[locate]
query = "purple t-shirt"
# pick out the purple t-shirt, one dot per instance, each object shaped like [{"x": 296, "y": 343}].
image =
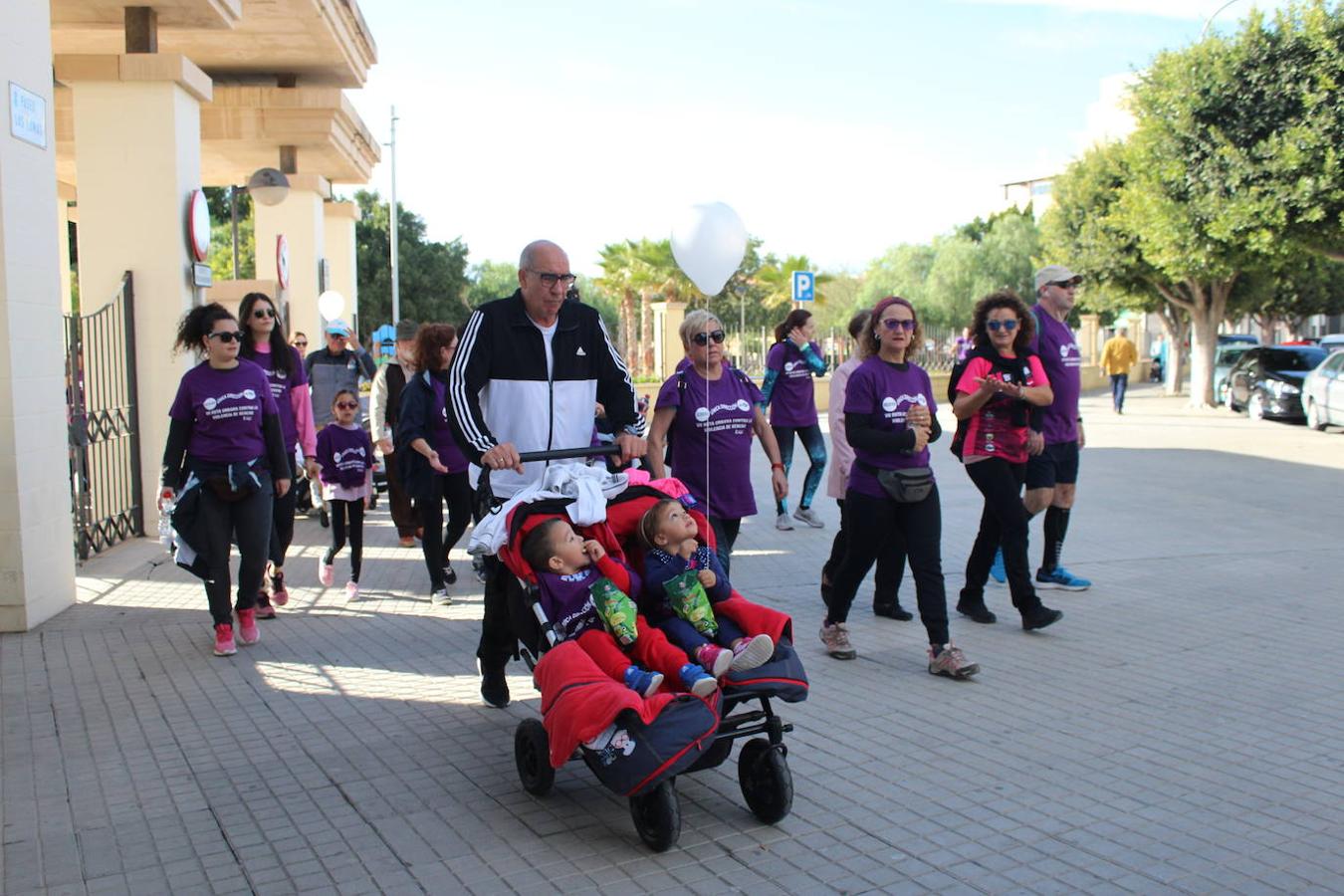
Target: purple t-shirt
[
  {"x": 449, "y": 454},
  {"x": 793, "y": 400},
  {"x": 719, "y": 411},
  {"x": 344, "y": 454},
  {"x": 1063, "y": 361},
  {"x": 886, "y": 392},
  {"x": 280, "y": 385},
  {"x": 225, "y": 410}
]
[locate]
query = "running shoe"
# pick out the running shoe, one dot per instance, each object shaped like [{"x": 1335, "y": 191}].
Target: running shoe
[
  {"x": 836, "y": 637},
  {"x": 1062, "y": 579},
  {"x": 225, "y": 645},
  {"x": 714, "y": 658},
  {"x": 951, "y": 661},
  {"x": 997, "y": 569},
  {"x": 809, "y": 516},
  {"x": 642, "y": 681},
  {"x": 749, "y": 653},
  {"x": 696, "y": 680},
  {"x": 248, "y": 631}
]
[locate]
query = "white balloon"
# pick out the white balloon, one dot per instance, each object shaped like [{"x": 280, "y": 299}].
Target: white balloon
[
  {"x": 331, "y": 304},
  {"x": 709, "y": 243}
]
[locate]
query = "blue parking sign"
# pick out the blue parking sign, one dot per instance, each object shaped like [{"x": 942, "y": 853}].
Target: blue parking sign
[{"x": 803, "y": 285}]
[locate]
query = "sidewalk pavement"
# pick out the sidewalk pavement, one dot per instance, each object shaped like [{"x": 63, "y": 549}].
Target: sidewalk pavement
[{"x": 1178, "y": 731}]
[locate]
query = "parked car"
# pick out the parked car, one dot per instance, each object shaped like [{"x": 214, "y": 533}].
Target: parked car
[
  {"x": 1225, "y": 356},
  {"x": 1323, "y": 394},
  {"x": 1267, "y": 380}
]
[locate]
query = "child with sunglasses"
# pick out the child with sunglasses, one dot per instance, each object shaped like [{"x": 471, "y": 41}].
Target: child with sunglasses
[{"x": 345, "y": 456}]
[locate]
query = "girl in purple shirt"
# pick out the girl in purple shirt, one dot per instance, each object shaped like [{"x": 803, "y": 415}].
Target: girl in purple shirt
[
  {"x": 787, "y": 392},
  {"x": 890, "y": 419}
]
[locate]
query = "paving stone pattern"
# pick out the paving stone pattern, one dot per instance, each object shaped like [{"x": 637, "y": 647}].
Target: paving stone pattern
[{"x": 1179, "y": 731}]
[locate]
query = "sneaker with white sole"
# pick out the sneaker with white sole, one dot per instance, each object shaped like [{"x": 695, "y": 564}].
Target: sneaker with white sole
[
  {"x": 809, "y": 516},
  {"x": 749, "y": 653},
  {"x": 836, "y": 637},
  {"x": 952, "y": 662}
]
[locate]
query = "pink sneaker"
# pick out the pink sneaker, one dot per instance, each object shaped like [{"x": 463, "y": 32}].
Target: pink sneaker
[
  {"x": 248, "y": 631},
  {"x": 225, "y": 639},
  {"x": 714, "y": 658}
]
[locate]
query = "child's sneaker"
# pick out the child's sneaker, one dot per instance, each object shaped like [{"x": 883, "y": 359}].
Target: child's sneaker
[
  {"x": 749, "y": 653},
  {"x": 642, "y": 681},
  {"x": 225, "y": 639},
  {"x": 714, "y": 658},
  {"x": 248, "y": 631},
  {"x": 698, "y": 681}
]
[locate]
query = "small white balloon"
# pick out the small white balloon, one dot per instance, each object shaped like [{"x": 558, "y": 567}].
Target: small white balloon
[
  {"x": 709, "y": 243},
  {"x": 331, "y": 304}
]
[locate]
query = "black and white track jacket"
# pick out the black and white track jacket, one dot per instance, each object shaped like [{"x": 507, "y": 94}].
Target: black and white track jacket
[{"x": 499, "y": 388}]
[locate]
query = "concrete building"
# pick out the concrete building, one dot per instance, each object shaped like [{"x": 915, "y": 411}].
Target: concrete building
[{"x": 146, "y": 105}]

* _What to do_:
Locate every line in the items above that contains the word "parked", and copy each of those lines in full. Case counts.

* _Written answer_:
query = "parked car"
# pick out the parked car, one dot per instance, each object shaped like [{"x": 214, "y": 533}].
Target: parked car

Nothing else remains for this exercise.